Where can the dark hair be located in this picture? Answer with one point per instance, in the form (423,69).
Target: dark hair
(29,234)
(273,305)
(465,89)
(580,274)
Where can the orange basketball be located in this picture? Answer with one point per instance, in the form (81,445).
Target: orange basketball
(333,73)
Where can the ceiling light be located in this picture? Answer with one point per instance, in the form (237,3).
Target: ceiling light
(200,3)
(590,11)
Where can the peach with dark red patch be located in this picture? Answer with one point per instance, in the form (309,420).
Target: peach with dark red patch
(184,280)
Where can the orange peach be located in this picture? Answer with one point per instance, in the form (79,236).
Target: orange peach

_ _ _ _ _ _ _

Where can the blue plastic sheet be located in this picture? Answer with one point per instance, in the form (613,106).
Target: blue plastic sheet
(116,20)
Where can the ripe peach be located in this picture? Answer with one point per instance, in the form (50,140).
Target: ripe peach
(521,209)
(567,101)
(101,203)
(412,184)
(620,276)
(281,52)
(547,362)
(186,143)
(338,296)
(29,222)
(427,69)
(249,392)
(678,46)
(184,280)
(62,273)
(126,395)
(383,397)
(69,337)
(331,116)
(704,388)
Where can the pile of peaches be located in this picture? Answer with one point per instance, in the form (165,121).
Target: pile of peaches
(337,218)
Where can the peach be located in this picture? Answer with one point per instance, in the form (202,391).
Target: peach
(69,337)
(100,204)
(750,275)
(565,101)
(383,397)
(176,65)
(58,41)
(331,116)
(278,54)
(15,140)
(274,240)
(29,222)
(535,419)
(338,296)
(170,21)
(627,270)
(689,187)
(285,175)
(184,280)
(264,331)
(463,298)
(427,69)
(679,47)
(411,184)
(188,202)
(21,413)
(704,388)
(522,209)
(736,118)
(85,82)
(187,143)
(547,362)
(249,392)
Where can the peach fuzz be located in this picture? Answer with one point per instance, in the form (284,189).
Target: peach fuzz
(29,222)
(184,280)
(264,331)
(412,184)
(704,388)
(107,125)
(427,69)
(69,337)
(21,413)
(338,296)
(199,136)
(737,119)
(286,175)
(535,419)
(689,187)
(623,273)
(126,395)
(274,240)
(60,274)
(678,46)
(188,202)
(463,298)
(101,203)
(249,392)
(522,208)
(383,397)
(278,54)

_ _ _ _ _ _ _

Given task
From the records above, copy out every line that contains the string "peaches", keeping each line whole.

Result of this task
Where can the pile of peaches be located in this picture? Answer with one point per instance, in the form (165,121).
Target: pile of peaches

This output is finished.